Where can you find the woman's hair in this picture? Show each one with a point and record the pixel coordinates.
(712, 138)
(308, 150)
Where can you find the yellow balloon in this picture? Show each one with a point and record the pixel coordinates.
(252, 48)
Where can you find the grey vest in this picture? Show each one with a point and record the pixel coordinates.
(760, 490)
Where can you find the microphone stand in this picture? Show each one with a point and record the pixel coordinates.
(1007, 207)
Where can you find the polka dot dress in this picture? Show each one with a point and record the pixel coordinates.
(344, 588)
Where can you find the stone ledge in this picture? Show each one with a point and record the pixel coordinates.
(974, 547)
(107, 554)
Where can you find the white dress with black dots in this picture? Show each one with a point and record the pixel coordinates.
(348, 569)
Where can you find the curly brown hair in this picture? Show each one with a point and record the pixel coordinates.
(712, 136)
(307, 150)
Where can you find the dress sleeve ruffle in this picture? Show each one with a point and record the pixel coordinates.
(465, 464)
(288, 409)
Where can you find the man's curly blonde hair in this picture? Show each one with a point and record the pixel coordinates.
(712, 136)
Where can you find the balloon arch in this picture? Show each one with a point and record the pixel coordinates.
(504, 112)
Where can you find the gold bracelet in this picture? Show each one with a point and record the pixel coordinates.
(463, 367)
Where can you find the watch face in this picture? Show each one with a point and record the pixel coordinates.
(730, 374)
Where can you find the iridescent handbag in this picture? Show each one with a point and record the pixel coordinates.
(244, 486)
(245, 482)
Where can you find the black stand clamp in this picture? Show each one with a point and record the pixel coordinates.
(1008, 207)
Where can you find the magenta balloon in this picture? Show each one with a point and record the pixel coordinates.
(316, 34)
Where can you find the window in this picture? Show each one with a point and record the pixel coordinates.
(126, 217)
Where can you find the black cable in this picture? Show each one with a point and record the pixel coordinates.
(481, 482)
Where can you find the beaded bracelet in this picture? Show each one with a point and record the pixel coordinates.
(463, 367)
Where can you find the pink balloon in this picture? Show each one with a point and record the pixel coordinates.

▶ The task:
Rewrite the listing from the line containing "Where can you find the white" through the end, both ends included. Keep every request line as it is, and increase each pixel coordinate in the answers by 90.

▶ Reply to the exercise:
Where can you find the white dress with black dots in this picture? Show each one with a point and record the pixel coordinates.
(438, 659)
Where can you find the curly brown hair in this picture? Show each one with a point and record the pixel coordinates.
(802, 226)
(397, 240)
Where can you find the dress sleeve ruffle in this picture? Show each one with a point and record the pixel coordinates.
(555, 554)
(378, 499)
Where can you find the man's curly blonde hair in this picture? Show each one with a point and record the pixel coordinates.
(802, 226)
Where can you find the balloon arch in this picture? Show each one with a point and record the pixel coordinates.
(594, 202)
Where can you find the gold bracelet in this picture? Show each one with a point and record the pixel coordinates.
(553, 457)
Where can you find the watch face in this picture? Show each one with a point and record the pixel coordinates.
(820, 464)
Where can you find the iridescent handbag in this picture? Show each one with a point and record the pixel coordinates.
(334, 576)
(335, 572)
Where can you find the black stand clamp in this picture? Show each one with a point and record the pixel coordinates.
(1098, 297)
Where can you find the magenta balloon in this picture? Show each one with a point and record the pixel coordinates.
(406, 124)
Where can you find the window in this picture? Show each one with a point and record the pixel coordinates.
(216, 307)
Where can you find the black cable in this picture? Show each one with a point and record the pixel coordinates.
(571, 572)
Where can you find the beaded bracelet in this picture? Show each one with a point and record the pixel coordinates.
(553, 457)
Where can you find the pink balloon in this picture? Show each one with a point and record the pixel coordinates.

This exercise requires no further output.